++++ Texte à lire ++++

Tristesse et beauté - Yasunari Kawabata
Ce qui me plaît dans la littérature japonaise, c’est qu’elle me pousse à aller contre ma nature. Je suis le genre de fille qui court tout le temps, qui fait trois choses à la fois, qui voudrait pouvoir aller plus vite que la musique, remonter le courant des fleuves, lutter contre les vagues. La culture japonaise est, me semble-t-il, à l’opposé de tout ça : elle incite à la contemplation, à la méditation et au lâcher prise. Ce n’est pas un hasard si la philosophie zen est née au Japon. Donc, pour bien apprécier un roman japonais, il faut accepter de se laisser simplement porter par le courant sans résister. J’en ai eu la preuve, une fois de plus, avec ce beau roman de Kawabata.

++++

● Objectif visé:
D'après le texte sur le roman de Kawabata, à quoi la culture japonaise incite-t-elle ?

++++ Entrées fournies ++++

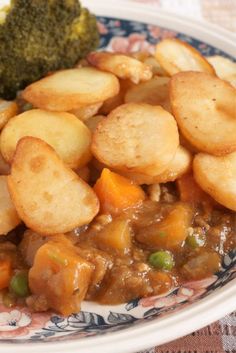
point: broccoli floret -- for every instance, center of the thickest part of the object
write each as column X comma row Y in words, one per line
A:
column 40, row 36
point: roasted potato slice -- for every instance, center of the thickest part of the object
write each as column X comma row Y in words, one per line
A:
column 68, row 135
column 224, row 67
column 154, row 92
column 84, row 112
column 69, row 89
column 49, row 197
column 8, row 109
column 122, row 66
column 205, row 109
column 217, row 176
column 180, row 164
column 5, row 168
column 9, row 218
column 136, row 137
column 114, row 102
column 175, row 56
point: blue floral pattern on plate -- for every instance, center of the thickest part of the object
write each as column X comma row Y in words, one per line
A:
column 20, row 325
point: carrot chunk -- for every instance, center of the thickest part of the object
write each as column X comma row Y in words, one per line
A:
column 116, row 192
column 61, row 276
column 5, row 273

++++

● Réponse donnée:
Elle incite à la contemplation, à la méditation et au lâcher prise.